Segundo o defensor público Thiago Rosas, designado para a Defensoria Pública Especializada de Atendimento de Interesses Coletivos, a investigação deve reunir elementos sobre a responsabilidade das mortes e atuar nas causas de erros de atendimento, negligência e irregularidades de ordem administrativa e médica.
“A Defensoria vem fazendo acompanhamento das demandas individuais que envolvem violência obstétrica desde 2017. Existem levantamentos feitos acerca desse tema e uma comissão de trabalho que atua nessa área dando conta de vários casos de violência obstétrica, incluindo mortes. Por conta disso, e dos casos recentes que envolvem essa questão sensível à sociedade, a Defensoria Pública de Direitos Coletivos vai abrir um procedimento no qual serão investigadas as responsabilidades e, paralelamente, atacar as causas dos problemas seja de ordem administrativa ou médica”, disse.
Ainda segundo o defensor Thiago Rosas, a partir do PADAC poderão ser feitas visitas técnicas nas maternidades e solicitação de documentos com o objetivo de apurar denúncias e levantar elementos de instrução para instrumentalização do procedimento de dano coletivo, a fim de possibilitar a adoção de eventuais medidas. A DPE-AM também pedirá informações específicas sobre o caso mais recente, que culminou na morte de mãe e filha.

§ **Dados extraídos**
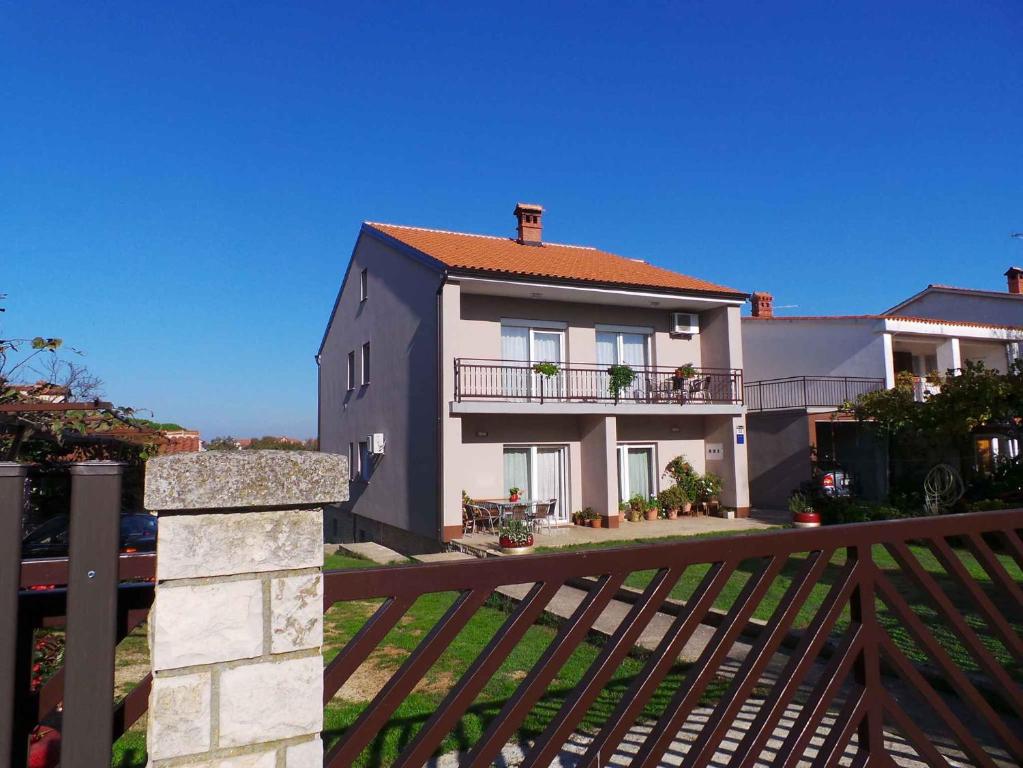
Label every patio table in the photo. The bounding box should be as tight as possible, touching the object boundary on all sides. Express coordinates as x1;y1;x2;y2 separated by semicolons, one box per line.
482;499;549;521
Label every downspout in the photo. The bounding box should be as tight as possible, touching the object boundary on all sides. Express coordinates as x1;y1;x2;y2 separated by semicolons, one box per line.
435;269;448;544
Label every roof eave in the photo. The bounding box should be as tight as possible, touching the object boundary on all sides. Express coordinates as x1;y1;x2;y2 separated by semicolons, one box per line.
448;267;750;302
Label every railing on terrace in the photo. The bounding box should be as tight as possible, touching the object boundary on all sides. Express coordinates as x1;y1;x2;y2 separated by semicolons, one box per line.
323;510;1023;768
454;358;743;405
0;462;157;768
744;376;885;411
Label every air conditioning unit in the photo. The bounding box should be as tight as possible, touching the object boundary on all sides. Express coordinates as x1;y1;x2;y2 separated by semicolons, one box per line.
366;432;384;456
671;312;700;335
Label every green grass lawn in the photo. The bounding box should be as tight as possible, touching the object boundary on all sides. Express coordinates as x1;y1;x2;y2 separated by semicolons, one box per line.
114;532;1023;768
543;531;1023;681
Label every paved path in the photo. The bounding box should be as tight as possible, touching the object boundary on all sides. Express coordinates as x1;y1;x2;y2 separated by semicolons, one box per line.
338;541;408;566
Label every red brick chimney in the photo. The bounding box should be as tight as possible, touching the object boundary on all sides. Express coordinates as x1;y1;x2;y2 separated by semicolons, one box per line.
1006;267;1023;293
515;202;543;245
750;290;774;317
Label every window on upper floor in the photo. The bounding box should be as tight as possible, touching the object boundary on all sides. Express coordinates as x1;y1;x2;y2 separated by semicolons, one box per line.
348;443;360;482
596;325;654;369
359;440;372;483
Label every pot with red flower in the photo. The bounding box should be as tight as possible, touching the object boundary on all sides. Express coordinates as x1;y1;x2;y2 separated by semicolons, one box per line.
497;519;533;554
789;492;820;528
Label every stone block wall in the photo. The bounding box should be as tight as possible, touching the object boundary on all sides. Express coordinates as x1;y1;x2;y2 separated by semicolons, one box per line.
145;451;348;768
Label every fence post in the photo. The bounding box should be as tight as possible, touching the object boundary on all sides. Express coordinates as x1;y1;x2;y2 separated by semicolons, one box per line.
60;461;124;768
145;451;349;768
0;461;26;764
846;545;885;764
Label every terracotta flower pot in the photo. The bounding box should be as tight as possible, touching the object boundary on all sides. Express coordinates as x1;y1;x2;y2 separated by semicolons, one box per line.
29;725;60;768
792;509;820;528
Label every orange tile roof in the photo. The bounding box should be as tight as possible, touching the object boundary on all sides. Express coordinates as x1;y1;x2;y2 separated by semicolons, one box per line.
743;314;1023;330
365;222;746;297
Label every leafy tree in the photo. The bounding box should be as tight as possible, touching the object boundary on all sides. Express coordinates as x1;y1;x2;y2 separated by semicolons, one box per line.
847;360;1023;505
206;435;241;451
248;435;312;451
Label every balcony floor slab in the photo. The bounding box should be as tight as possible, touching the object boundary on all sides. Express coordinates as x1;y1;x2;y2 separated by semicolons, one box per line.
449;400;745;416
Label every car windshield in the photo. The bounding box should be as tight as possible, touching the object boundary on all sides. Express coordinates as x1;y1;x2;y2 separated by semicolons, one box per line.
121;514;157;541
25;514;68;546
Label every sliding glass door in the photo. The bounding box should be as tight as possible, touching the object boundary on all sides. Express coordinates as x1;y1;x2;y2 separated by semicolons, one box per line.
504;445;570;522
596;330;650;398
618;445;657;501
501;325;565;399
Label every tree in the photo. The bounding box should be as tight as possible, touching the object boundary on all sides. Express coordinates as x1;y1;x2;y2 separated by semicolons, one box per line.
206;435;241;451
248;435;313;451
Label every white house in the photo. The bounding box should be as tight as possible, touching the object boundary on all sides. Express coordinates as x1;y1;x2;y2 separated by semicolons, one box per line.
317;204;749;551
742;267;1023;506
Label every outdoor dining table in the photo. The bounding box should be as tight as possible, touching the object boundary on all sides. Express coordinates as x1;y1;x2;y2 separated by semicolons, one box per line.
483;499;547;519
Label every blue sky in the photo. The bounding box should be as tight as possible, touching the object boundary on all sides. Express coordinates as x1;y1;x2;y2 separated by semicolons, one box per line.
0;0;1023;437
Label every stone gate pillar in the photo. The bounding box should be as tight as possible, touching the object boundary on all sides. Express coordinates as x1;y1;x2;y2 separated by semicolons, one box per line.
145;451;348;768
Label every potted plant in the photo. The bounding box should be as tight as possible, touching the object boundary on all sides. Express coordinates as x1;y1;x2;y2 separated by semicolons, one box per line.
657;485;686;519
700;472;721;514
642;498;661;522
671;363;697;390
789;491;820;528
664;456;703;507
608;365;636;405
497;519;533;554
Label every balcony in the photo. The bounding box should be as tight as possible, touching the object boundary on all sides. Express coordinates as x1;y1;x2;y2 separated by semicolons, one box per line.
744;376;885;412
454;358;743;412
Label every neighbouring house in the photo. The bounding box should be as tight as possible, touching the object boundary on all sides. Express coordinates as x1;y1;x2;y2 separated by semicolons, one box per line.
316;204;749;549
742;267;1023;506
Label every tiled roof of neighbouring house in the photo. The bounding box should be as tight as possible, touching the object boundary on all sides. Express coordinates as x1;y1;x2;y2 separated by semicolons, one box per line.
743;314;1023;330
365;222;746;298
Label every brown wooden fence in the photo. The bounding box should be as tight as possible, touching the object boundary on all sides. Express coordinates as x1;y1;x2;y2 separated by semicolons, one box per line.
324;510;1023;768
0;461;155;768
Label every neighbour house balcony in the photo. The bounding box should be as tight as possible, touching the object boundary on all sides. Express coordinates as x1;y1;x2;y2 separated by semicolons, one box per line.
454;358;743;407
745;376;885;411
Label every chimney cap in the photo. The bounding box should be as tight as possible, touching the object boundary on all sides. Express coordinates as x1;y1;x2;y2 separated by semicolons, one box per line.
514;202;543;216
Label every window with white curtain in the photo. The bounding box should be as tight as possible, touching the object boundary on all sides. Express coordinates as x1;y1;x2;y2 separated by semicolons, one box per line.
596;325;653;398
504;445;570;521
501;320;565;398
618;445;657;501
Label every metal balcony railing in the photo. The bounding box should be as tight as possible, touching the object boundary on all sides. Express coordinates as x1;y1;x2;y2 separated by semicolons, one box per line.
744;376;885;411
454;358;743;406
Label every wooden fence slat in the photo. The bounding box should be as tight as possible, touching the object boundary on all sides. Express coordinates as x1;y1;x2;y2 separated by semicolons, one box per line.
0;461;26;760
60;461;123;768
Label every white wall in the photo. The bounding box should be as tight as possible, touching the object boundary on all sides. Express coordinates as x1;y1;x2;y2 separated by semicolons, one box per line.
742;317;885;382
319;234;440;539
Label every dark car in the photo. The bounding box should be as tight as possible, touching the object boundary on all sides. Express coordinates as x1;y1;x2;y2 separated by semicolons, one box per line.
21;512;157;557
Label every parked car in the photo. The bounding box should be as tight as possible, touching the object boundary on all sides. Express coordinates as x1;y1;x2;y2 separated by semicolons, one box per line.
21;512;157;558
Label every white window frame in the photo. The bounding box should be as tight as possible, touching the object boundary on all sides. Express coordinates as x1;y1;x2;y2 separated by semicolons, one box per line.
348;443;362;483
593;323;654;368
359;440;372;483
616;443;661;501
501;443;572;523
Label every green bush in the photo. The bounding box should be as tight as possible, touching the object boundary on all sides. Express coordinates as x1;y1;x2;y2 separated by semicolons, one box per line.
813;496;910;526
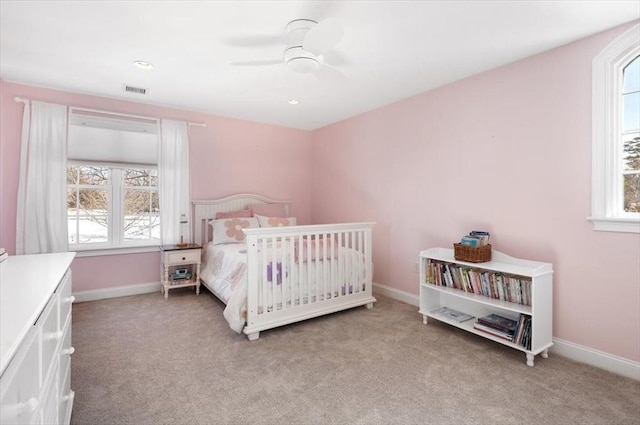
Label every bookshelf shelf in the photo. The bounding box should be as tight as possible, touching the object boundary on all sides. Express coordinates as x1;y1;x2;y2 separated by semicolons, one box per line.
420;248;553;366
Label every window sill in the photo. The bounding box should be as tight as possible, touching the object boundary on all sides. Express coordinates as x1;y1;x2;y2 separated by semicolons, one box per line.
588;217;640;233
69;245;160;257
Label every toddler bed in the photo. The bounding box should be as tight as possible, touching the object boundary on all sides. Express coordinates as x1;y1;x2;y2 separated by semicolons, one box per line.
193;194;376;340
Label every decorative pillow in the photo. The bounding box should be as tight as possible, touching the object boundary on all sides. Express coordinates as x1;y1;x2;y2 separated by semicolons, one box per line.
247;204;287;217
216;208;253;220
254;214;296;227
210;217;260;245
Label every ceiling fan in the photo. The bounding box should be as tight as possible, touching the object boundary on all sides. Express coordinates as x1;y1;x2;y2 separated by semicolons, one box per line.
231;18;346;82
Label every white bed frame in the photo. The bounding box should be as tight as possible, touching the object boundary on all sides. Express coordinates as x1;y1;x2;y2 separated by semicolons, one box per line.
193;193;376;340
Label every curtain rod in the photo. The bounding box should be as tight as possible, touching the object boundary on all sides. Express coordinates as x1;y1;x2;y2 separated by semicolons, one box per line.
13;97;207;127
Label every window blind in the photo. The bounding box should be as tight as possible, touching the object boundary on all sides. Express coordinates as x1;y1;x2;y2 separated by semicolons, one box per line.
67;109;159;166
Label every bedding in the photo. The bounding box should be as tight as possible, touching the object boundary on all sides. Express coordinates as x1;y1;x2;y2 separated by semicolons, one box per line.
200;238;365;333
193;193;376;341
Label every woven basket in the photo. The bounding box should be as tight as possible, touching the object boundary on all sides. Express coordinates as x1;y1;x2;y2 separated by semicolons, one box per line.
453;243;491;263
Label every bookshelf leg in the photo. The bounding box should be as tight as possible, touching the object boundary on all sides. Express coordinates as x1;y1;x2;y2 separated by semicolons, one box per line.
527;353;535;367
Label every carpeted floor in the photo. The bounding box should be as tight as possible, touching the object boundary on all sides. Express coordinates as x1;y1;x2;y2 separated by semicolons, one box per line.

---

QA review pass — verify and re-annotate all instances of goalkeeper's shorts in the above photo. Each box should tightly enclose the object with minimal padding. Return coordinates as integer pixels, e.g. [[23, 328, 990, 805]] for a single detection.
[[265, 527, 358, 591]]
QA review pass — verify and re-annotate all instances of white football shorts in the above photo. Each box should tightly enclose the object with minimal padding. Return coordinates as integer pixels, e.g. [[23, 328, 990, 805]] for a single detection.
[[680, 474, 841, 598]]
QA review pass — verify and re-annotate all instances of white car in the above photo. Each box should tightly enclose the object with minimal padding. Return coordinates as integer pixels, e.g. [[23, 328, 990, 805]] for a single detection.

§ **Tarefas a realizar**
a - Reproduza o trecho sobre a atuação da Defensoria de "Segundo o defensor público" a "administrativa e médica.", trocando "investigação" por "apuração".
b - Prossiga com o trecho sobre o procedimento da Defensoria Pública acerca da violência obstétrica, a partir da última frase apresentada.
Os dados constituem material independente, sem relação com o trecho do documento.

§ **Respostas redigidas**
a -
Segundo o defensor público Thiago Rosas, designado para a Defensoria Pública Especializada de Atendimento de Interesses Coletivos, a apuração deve reunir elementos sobre a responsabilidade das mortes e atuar nas causas de erros de atendimento, negligência e irregularidades de ordem administrativa e médica.

b -
Ações Judiciais
“Os relatos nos processos judiciais são muito similares. Na grande maioria, as mães, as parturientes, afirmam que procuram atendimento e que ouvem que ainda não está ‘no momento’ da criança nascer, e lhes é dito que voltem para casa. Quando retornam à maternidade, há uma demora no atendimento e, infelizmente, conforme temos acompanhado – são dezenas de processos – há sofrimento fetal por parte das crianças”, diz a defensora pública Caroline Souza.
“Muitos desses bebês ficam com sequelas neurológicas permanentes. Há outros casos de falecimento de mães e, normalmente, a mãe morre por dois motivos nesse processo, o que também chama a atenção: hemorragia e septicemia, depois da cirurgia. Infelizmente não é um processo isolado esse fato. É algo que se tornou corriqueiro”, lamenta.
Serviço
Mulheres vítimas de violência obstétrica podem procurar a Defensoria Pública na Casa da Cidadania, localizada na rua 2, casa 7, no conjunto Celetramazon, bairro Adrianópolis e nos telefones 3642-0183 e 3611-2030, e também na sede administrativa da DPE-AM, na rua Maceió, n° 307, bairro Nossa Senhora das Graças, caso queriam entrar com ação reparatória (indenizatória).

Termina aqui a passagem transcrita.